PROBLEM | Write the data out again exactly, dropping any images it holds.

──────────

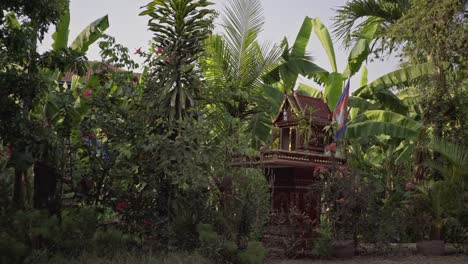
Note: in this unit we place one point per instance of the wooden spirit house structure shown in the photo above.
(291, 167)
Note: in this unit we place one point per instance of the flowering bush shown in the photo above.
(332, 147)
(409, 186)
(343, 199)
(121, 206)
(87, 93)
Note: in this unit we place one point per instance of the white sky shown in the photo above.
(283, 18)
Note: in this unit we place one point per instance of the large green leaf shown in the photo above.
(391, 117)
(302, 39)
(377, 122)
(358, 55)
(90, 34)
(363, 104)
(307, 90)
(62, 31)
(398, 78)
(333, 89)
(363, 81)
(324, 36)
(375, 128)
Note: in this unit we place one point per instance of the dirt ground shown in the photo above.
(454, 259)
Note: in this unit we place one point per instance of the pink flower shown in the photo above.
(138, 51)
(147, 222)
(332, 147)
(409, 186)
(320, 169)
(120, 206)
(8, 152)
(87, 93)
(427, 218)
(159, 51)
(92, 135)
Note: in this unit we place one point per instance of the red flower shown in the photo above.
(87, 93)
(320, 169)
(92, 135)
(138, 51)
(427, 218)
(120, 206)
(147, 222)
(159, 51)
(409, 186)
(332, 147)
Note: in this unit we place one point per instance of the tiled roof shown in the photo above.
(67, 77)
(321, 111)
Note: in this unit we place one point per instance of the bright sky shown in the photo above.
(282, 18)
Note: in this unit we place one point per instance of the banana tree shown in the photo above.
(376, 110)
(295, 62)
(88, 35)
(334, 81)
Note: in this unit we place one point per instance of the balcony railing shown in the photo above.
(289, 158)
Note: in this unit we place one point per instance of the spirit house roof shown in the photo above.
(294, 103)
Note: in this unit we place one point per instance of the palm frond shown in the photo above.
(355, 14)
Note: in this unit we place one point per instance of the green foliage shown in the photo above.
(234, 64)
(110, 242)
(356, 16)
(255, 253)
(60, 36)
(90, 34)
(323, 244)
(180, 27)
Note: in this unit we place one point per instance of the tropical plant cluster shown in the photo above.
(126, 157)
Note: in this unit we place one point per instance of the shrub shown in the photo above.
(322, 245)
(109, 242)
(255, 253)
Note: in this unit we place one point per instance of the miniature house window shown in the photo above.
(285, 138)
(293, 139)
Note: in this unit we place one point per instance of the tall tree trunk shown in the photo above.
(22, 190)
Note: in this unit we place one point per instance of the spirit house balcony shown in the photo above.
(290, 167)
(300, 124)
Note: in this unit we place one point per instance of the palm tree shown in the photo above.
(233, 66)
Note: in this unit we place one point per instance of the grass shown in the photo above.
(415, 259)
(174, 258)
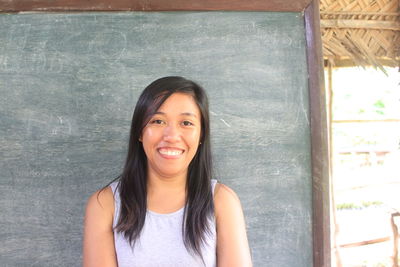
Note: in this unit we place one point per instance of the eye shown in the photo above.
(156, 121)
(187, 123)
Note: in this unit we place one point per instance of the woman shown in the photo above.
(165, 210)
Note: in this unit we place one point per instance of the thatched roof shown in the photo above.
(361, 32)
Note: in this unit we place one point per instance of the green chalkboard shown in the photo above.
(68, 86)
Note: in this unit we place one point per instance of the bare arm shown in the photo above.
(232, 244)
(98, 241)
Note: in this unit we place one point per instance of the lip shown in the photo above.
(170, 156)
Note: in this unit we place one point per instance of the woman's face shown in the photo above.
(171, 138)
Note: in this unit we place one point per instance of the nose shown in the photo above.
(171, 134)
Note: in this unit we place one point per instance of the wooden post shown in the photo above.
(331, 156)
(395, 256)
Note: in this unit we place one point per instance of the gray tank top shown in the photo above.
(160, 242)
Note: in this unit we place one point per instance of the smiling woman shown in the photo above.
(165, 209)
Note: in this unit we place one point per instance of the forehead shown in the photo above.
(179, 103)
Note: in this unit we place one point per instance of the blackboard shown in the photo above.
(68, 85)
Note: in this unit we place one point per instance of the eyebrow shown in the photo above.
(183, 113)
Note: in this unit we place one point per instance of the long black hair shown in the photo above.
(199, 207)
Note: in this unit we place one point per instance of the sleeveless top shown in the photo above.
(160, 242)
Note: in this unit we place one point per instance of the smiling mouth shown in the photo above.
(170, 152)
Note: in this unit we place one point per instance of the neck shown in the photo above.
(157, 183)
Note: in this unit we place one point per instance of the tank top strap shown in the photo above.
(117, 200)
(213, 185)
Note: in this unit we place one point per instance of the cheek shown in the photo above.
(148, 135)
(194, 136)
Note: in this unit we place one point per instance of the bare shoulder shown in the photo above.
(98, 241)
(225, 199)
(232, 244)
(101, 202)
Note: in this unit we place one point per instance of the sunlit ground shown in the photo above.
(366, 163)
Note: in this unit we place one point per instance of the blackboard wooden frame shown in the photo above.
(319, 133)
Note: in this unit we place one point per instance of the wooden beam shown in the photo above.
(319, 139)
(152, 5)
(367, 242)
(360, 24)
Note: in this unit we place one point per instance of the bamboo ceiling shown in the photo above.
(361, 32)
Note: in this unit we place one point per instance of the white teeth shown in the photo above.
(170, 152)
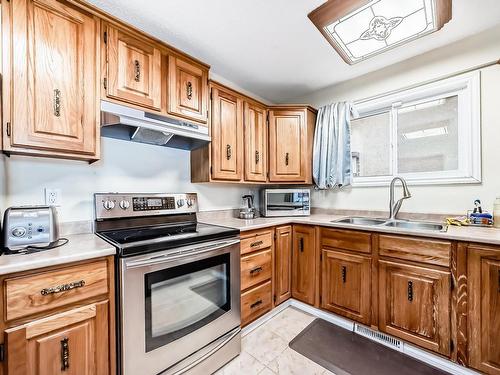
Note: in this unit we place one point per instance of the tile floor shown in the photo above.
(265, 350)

──────────

TASK RESPONSE |
Note: in this unit we place one point per instance of the wooden spirit house structure shown in the photo above.
(291, 167)
Note: in this unit we place one point per instance of the flowering bush shown in the photo above.
(332, 147)
(409, 186)
(343, 199)
(121, 206)
(87, 93)
Note: in this unit we place one point per instance of the white sky shown in the photo above.
(283, 18)
Note: in this unit we place one point per instance of the large green leaf shown in the photo above.
(391, 117)
(302, 39)
(377, 122)
(358, 55)
(90, 34)
(363, 104)
(307, 90)
(62, 31)
(398, 78)
(333, 89)
(363, 81)
(324, 36)
(375, 128)
Note: in this unit we place one point per instance of the dirt ground shown in the photo above.
(454, 259)
Note: in this unit we place one point per instance of the pink flower shown in the photo above.
(138, 51)
(147, 222)
(332, 147)
(409, 186)
(320, 169)
(120, 206)
(8, 152)
(87, 93)
(427, 218)
(159, 51)
(92, 135)
Note: in this unit we place one point per instance of the red flower shown in the photo above.
(87, 93)
(320, 169)
(92, 135)
(138, 51)
(427, 218)
(120, 206)
(147, 222)
(159, 51)
(409, 186)
(332, 147)
Note: in this unit we place one point per instance of the tiled roof shown in the photo above.
(67, 77)
(321, 111)
Note: in this unit we place one point per instance of the bright sky shown in the photo above.
(282, 18)
Note: in this unit we place one point per instance of the banana tree shown in the photo above.
(376, 110)
(295, 62)
(88, 35)
(334, 81)
Note: in this unit we place one point per instance of the balcony railing shown in the photo above.
(289, 158)
Note: in this unit we place one point per instance of the spirit house roof shown in the photo above.
(294, 103)
Note: in this unit we place one point per instance of the palm frond shown in the photo above.
(355, 14)
Note: in this unit we place one point per instance of the green foliage shown in the photo above.
(234, 64)
(110, 242)
(356, 16)
(255, 253)
(60, 36)
(90, 34)
(323, 244)
(180, 27)
Note: in this unit we place one point per instance of the tropical plant cluster shown in the photo above.
(126, 157)
Note: in this unit we place one point per instance of the shrub shown in the photo above.
(322, 245)
(109, 242)
(255, 253)
Note: in this unit we place one point per instance of the miniature house window shown in the photo above.
(285, 138)
(293, 139)
Note: in this unit we place one point per instance of the tall tree trunk shown in the photo above.
(22, 190)
Note: in this unit we place one point per instance of the spirit house balcony shown in the photo above.
(290, 167)
(300, 124)
Note: in this unit we place one point per instance of the palm tree shown in the photo above.
(233, 66)
Note: in this unit we place one point per instance of the grass shown in the photo above.
(415, 259)
(174, 258)
Note: in this unit we place one point per instance of the eye shown in the photo above.
(156, 121)
(187, 123)
Note: in this unit we place one point per instance of the woman shown in the photo above.
(165, 210)
Note: in this unit we place one point per instance of the thatched roof shown in the photo above.
(361, 32)
Note: in this unit we place one point per instance of the green chalkboard shown in the photo above.
(68, 86)
Note: in this unit we place one point per instance of the bare arm shown in the photo above.
(232, 244)
(98, 241)
Note: in this unit we place one point per instance of the lip shown in the photo above.
(170, 156)
Note: in this unit we place one point per instance of the woman's face shown in the photo above.
(171, 138)
Note: in this unit we place one point per instance of the nose shown in the photo above.
(171, 134)
Note: in this unit we place one point per instance of the wooden post shown in the photo above.
(331, 156)
(395, 256)
Note: in this unit we place one point per instance of the gray tank top shown in the photo above.
(160, 242)
Note: in this unit we place one point per instance of the smiling woman shown in the photo above.
(165, 209)
Note: in this unit we place one point per instance of the forehead shown in the photo above.
(179, 103)
Note: in this unit we place one point per instance of the blackboard shown in the photo above.
(68, 85)
Note: in this unit we place one point per instance of the eyebrow shown in the photo above.
(183, 113)
Note: in this unit we place one point per instance of the long black hair shown in the photo above.
(199, 207)
Note: in this unit we place one point per instance of the sleeveless top shown in the photo above.
(160, 242)
Note: in this unit we place one point per instance of the smiling mouth shown in the photo above.
(170, 152)
Note: in this unit we place one point per instance of the neck shown in the photo above.
(157, 183)
Note: in this unit we place one point per instance of the tank top strap shown in the photo above.
(117, 200)
(213, 185)
Note: in this unit we place one point per instance of the cheek shown in the photo above.
(148, 135)
(194, 136)
Note: in this unit we place one point per instance of the bare shoulder shown in the photo above.
(98, 241)
(225, 199)
(232, 244)
(101, 202)
Note: in this unit we place one point per instance of the sunlit ground shown in the photo above.
(366, 163)
Note: in this unit we place one point per instance of the blackboard wooden frame shown in the photo above.
(319, 133)
Note: in this unit we place one point per instance of the wooden beam shown in the photo above.
(319, 139)
(152, 5)
(367, 242)
(360, 24)
Note: in this unit we place one point per instance of the bamboo ceiling shown in the photo above.
(361, 32)
Note: in this unit we place one point per instance of the white teeth shown in the photo above.
(170, 152)
Note: in this unit we place one point per instance of the tile floor shown in the photo above.
(265, 350)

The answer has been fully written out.